▶ Task instructions
Your answer must be the full set of records, copied exactly, with no pictures in it.

▶ Dataset records
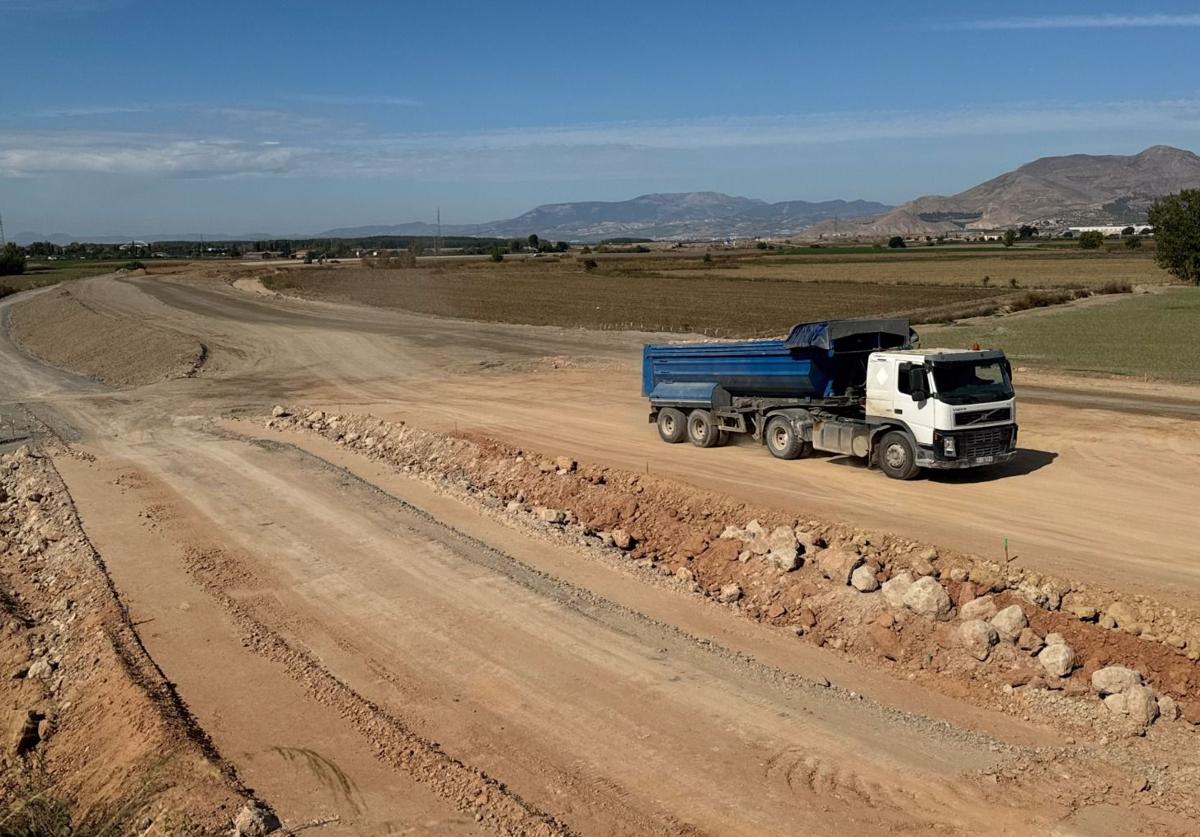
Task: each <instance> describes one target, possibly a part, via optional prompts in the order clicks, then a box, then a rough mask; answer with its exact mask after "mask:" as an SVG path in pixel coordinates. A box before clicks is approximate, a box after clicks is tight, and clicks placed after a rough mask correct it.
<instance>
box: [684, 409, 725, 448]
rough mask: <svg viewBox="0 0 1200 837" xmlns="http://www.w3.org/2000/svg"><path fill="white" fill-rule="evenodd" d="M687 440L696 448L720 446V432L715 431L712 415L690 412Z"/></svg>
mask: <svg viewBox="0 0 1200 837" xmlns="http://www.w3.org/2000/svg"><path fill="white" fill-rule="evenodd" d="M688 439H690V440H691V444H692V445H695V446H696V447H716V446H718V445H720V444H721V432H720V430H719V429H716V422H715V421H714V420H713V414H712V413H709V411H708V410H692V411H691V413H689V414H688Z"/></svg>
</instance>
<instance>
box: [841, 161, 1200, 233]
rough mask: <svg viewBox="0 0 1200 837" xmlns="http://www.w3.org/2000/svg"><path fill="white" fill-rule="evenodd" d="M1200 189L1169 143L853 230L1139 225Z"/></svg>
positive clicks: (1075, 162) (1001, 188)
mask: <svg viewBox="0 0 1200 837" xmlns="http://www.w3.org/2000/svg"><path fill="white" fill-rule="evenodd" d="M1198 187H1200V157H1198V156H1196V155H1194V153H1192V152H1190V151H1184V150H1183V149H1175V147H1171V146H1169V145H1154V146H1151V147H1148V149H1146V150H1145V151H1142V152H1141V153H1136V155H1129V156H1122V155H1086V153H1075V155H1069V156H1066V157H1042V158H1040V159H1034V161H1033V162H1032V163H1026V164H1025V165H1021V167H1020V168H1018V169H1014V170H1013V171H1008V173H1006V174H1002V175H1000V176H998V177H992V179H991V180H989V181H986V182H983V183H979V185H978V186H974V187H972V188H970V189H967V191H966V192H960V193H959V194H954V195H949V197H943V195H926V197H923V198H917V199H916V200H911V201H908V203H907V204H904V205H901V206H896V207H895V209H894V210H892V211H890V212H887V213H886V215H883V216H881V217H878V218H872V219H870V221H868V222H863V223H862V224H859V225H857V227H856V228H854V229H853V231H856V233H859V234H863V235H937V234H941V233H948V231H955V230H962V229H998V228H1006V227H1016V225H1019V224H1036V225H1043V227H1051V225H1058V227H1067V225H1084V224H1093V223H1094V224H1099V223H1135V222H1142V221H1145V219H1146V210H1147V209H1148V207H1150V205H1151V203H1153V200H1154V198H1158V197H1162V195H1164V194H1169V193H1171V192H1178V191H1180V189H1183V188H1198ZM827 230H828V225H822V228H821V230H818V231H827Z"/></svg>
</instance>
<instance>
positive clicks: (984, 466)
mask: <svg viewBox="0 0 1200 837" xmlns="http://www.w3.org/2000/svg"><path fill="white" fill-rule="evenodd" d="M1015 456H1016V451H1003V452H1001V453H992V454H989V456H979V457H968V458H962V459H938V458H937V457H936V456H934V448H932V447H918V448H917V466H918V468H935V469H938V470H961V469H965V468H985V466H986V465H998V464H1000V463H1002V462H1010V460H1012V459H1013V457H1015Z"/></svg>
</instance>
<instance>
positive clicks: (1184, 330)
mask: <svg viewBox="0 0 1200 837" xmlns="http://www.w3.org/2000/svg"><path fill="white" fill-rule="evenodd" d="M1196 323H1200V289H1198V288H1172V289H1170V290H1166V291H1163V293H1157V294H1141V295H1136V296H1132V297H1128V296H1127V297H1123V299H1121V300H1120V301H1114V302H1108V301H1105V303H1104V305H1087V306H1079V307H1070V308H1064V309H1058V311H1050V312H1031V313H1028V314H1021V315H1016V317H1010V318H997V319H995V320H992V321H983V323H979V321H972V323H964V324H962V325H956V326H946V327H935V329H929V327H926V329H922V341H923V343H924V344H925V345H934V344H937V345H948V347H952V348H954V347H968V345H971V344H973V343H980V344H982V345H988V347H995V348H997V349H1003V350H1004V351H1006V353H1007V354H1008V355H1009V357H1012V359H1013V360H1014V362H1016V363H1024V365H1027V366H1033V367H1039V368H1046V369H1055V371H1060V372H1074V373H1092V374H1096V373H1099V374H1120V375H1135V377H1140V378H1150V379H1162V380H1174V381H1182V383H1192V384H1195V383H1200V343H1196V339H1195V326H1196Z"/></svg>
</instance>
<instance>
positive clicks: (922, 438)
mask: <svg viewBox="0 0 1200 837" xmlns="http://www.w3.org/2000/svg"><path fill="white" fill-rule="evenodd" d="M865 413H866V421H868V422H869V423H871V424H875V426H877V427H878V428H880V430H881V436H882V438H880V439H878V442H877V448H876V450H877V451H878V453H877V464H878V465H880V468H881V469H882V470H884V471H886V472H888V475H889V476H898V477H900V478H907V477H908V476H912V475H914V474H916V472H917V470H918V469H919V468H976V466H979V465H990V464H994V463H1000V462H1007V460H1009V459H1012V458H1013V457H1014V456H1015V453H1016V402H1015V398H1014V393H1013V378H1012V368H1010V366H1009V363H1008V360H1007V359H1006V357H1004V353H1002V351H991V350H989V351H964V350H960V349H899V350H889V351H876V353H872V354H871V356H870V357H869V359H868V365H866V403H865Z"/></svg>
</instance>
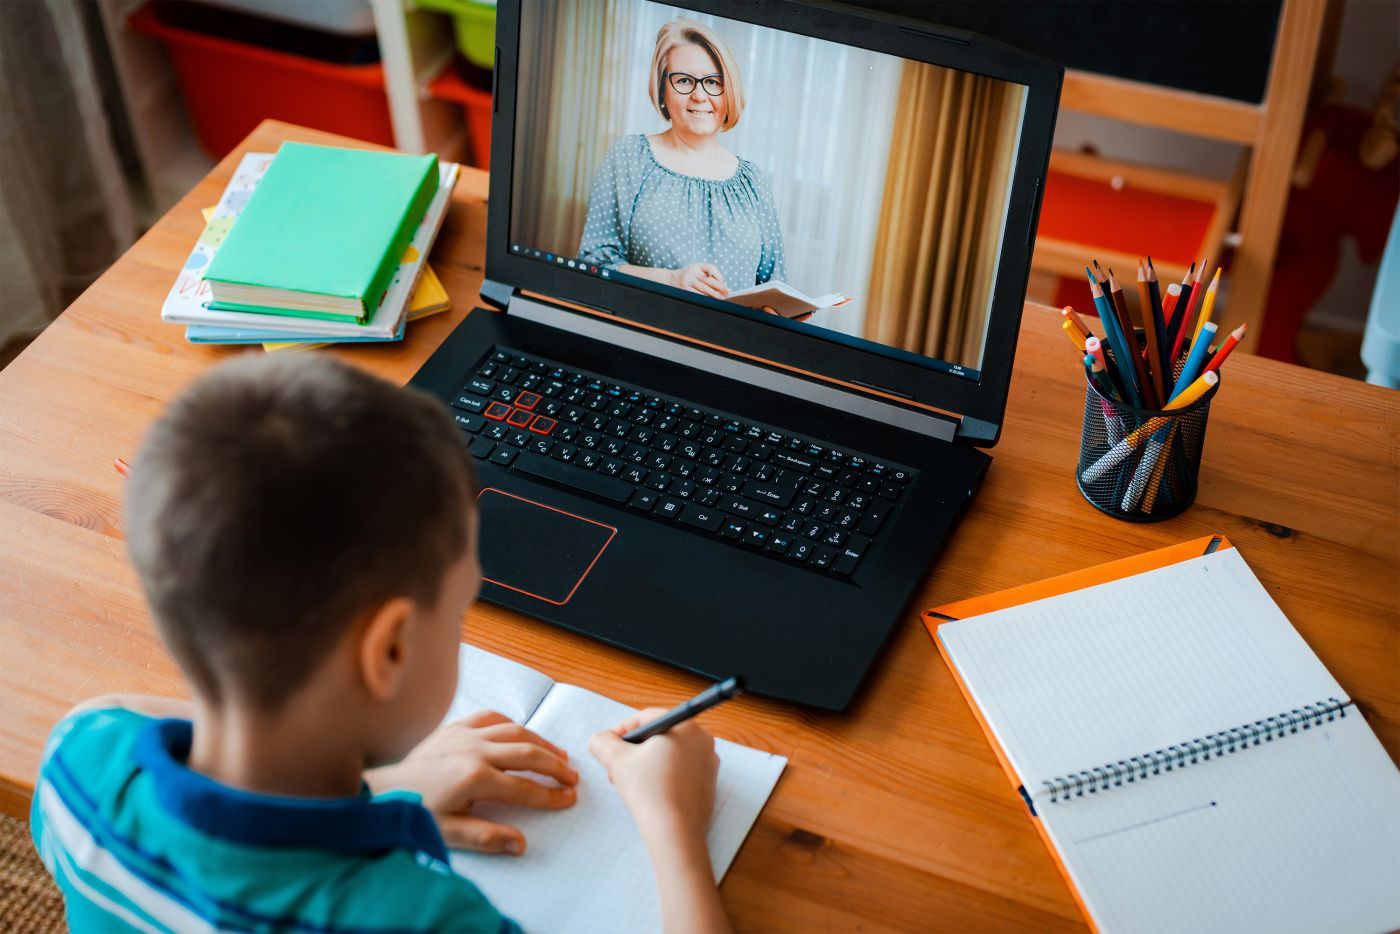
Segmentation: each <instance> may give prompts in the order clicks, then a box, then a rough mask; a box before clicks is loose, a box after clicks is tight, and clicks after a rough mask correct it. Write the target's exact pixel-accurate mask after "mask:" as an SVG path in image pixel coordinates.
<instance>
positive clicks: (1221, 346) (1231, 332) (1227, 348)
mask: <svg viewBox="0 0 1400 934" xmlns="http://www.w3.org/2000/svg"><path fill="white" fill-rule="evenodd" d="M1247 326H1249V322H1245V323H1243V325H1240V326H1239V328H1236V329H1235V330H1232V332H1231V335H1229V337H1226V339H1225V343H1222V344H1221V346H1219V347H1217V349H1215V356H1212V357H1211V361H1210V363H1208V364H1205V368H1204V370H1201V372H1203V374H1207V372H1215V371H1217V370H1219V368H1221V364H1222V363H1225V357H1228V356H1229V351H1231V350H1233V349H1235V344H1238V343H1239V342H1240V339H1243V336H1245V328H1247Z"/></svg>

▶ Exercise output
Task: each <instance> describes one target, possibly a part, via optional prompts in the order clicks, then a box, then a rough mask; answer with its exact mask after "mask:" as an SVG path in pixel coordinates. A box before clicks is approximate, a box after clicks is tight, and clicks placed after a rough mask correct it.
<instance>
box: [684, 409, 725, 448]
rough mask: <svg viewBox="0 0 1200 837" xmlns="http://www.w3.org/2000/svg"><path fill="white" fill-rule="evenodd" d="M687 440L696 448L720 446V432L715 431L712 415L690 412Z"/></svg>
mask: <svg viewBox="0 0 1200 837" xmlns="http://www.w3.org/2000/svg"><path fill="white" fill-rule="evenodd" d="M688 439H690V440H691V444H692V445H695V446H696V447H716V446H718V445H720V444H721V432H720V430H719V429H716V422H715V421H714V420H713V414H712V413H709V411H708V410H692V411H691V413H689V414H688Z"/></svg>
</instance>
<instance>
box: [841, 161, 1200, 233]
rough mask: <svg viewBox="0 0 1200 837" xmlns="http://www.w3.org/2000/svg"><path fill="white" fill-rule="evenodd" d="M1200 189L1169 143L853 230L1139 225Z"/></svg>
positive clicks: (1075, 162) (1001, 188)
mask: <svg viewBox="0 0 1200 837" xmlns="http://www.w3.org/2000/svg"><path fill="white" fill-rule="evenodd" d="M1198 187H1200V157H1198V156H1196V155H1194V153H1192V152H1190V151H1184V150H1183V149H1175V147H1171V146H1169V145H1154V146H1151V147H1148V149H1146V150H1145V151H1142V152H1141V153H1136V155H1129V156H1122V155H1086V153H1075V155H1069V156H1066V157H1042V158H1040V159H1034V161H1033V162H1032V163H1026V164H1025V165H1021V167H1020V168H1018V169H1014V170H1013V171H1008V173H1006V174H1002V175H1000V176H998V177H992V179H991V180H989V181H986V182H983V183H979V185H978V186H974V187H972V188H970V189H967V191H966V192H960V193H959V194H954V195H949V197H943V195H926V197H923V198H917V199H916V200H911V201H908V203H907V204H904V205H901V206H896V207H895V209H894V210H892V211H890V212H887V213H886V215H883V216H881V217H878V218H872V219H870V221H868V222H863V223H862V224H859V225H857V227H856V228H854V229H853V231H856V233H859V234H863V235H937V234H941V233H948V231H955V230H962V229H998V228H1006V227H1016V225H1019V224H1036V225H1043V227H1051V225H1058V227H1067V225H1084V224H1093V223H1094V224H1099V223H1135V222H1142V221H1145V219H1146V210H1147V209H1148V207H1150V205H1151V203H1153V200H1154V198H1158V197H1162V195H1164V194H1169V193H1171V192H1178V191H1180V189H1183V188H1198ZM827 230H828V225H822V228H821V230H818V231H827Z"/></svg>
</instance>
<instance>
positive clicks: (984, 466)
mask: <svg viewBox="0 0 1200 837" xmlns="http://www.w3.org/2000/svg"><path fill="white" fill-rule="evenodd" d="M1015 456H1016V451H1003V452H1001V453H992V454H989V456H979V457H968V458H962V459H938V458H937V457H936V456H934V448H932V447H918V448H917V466H918V468H935V469H938V470H961V469H965V468H985V466H986V465H998V464H1000V463H1002V462H1010V460H1012V459H1013V457H1015Z"/></svg>
</instance>
<instance>
positive clicks: (1184, 330)
mask: <svg viewBox="0 0 1200 837" xmlns="http://www.w3.org/2000/svg"><path fill="white" fill-rule="evenodd" d="M1196 323H1200V289H1198V288H1172V289H1170V290H1166V291H1163V293H1157V294H1141V295H1136V296H1132V297H1128V296H1127V297H1123V299H1121V300H1120V301H1114V302H1108V301H1105V303H1104V305H1087V306H1079V307H1070V308H1064V309H1058V311H1050V312H1031V313H1028V314H1021V315H1016V317H1010V318H997V319H995V320H992V321H983V323H979V321H972V323H964V324H962V325H956V326H946V327H935V329H929V327H926V329H922V341H923V343H924V344H925V345H934V344H937V345H948V347H952V348H954V347H968V345H971V344H973V343H980V344H982V345H988V347H995V348H997V349H1003V350H1004V351H1006V353H1007V354H1008V355H1009V357H1012V359H1013V360H1014V362H1016V363H1024V365H1027V366H1033V367H1039V368H1046V369H1055V371H1060V372H1074V373H1092V374H1096V373H1099V374H1120V375H1135V377H1140V378H1150V379H1162V380H1174V381H1182V383H1192V384H1195V383H1200V343H1196V339H1195V326H1196Z"/></svg>
</instance>
<instance>
positive clicks: (922, 438)
mask: <svg viewBox="0 0 1200 837" xmlns="http://www.w3.org/2000/svg"><path fill="white" fill-rule="evenodd" d="M865 413H866V421H868V422H869V423H871V424H875V426H877V427H878V428H880V430H881V436H882V438H880V439H878V442H877V448H876V450H877V451H878V453H877V464H878V465H880V468H881V469H882V470H884V471H886V472H888V475H889V476H898V477H900V478H907V477H908V476H912V475H914V474H916V472H917V470H918V469H919V468H976V466H979V465H990V464H994V463H1000V462H1007V460H1009V459H1012V458H1013V457H1014V456H1015V453H1016V402H1015V398H1014V393H1013V378H1012V368H1010V366H1009V363H1008V360H1007V359H1006V357H1004V353H1002V351H991V350H989V351H964V350H960V349H899V350H889V351H876V353H872V354H871V356H870V357H869V359H868V365H866V403H865Z"/></svg>
</instance>
Segmentation: each <instance> may give prompts in the order clicks, then a box, then a rough mask; a box before clicks is loose, a box after clicks is tight, and clicks after a rough mask correct it. Write the target's exact pixel-accurate mask after "mask:" as an SVG path in image pixel coordinates.
<instance>
positive clicks: (1221, 346) (1231, 332) (1227, 348)
mask: <svg viewBox="0 0 1400 934" xmlns="http://www.w3.org/2000/svg"><path fill="white" fill-rule="evenodd" d="M1247 326H1249V322H1245V323H1243V325H1240V326H1239V328H1236V329H1235V330H1232V332H1231V335H1229V337H1226V339H1225V343H1222V344H1221V346H1219V347H1217V349H1215V356H1212V357H1211V361H1210V363H1208V364H1205V368H1204V370H1201V372H1203V374H1207V372H1215V371H1217V370H1219V368H1221V364H1222V363H1225V357H1228V356H1229V351H1231V350H1233V349H1235V344H1238V343H1239V342H1240V339H1243V336H1245V328H1247Z"/></svg>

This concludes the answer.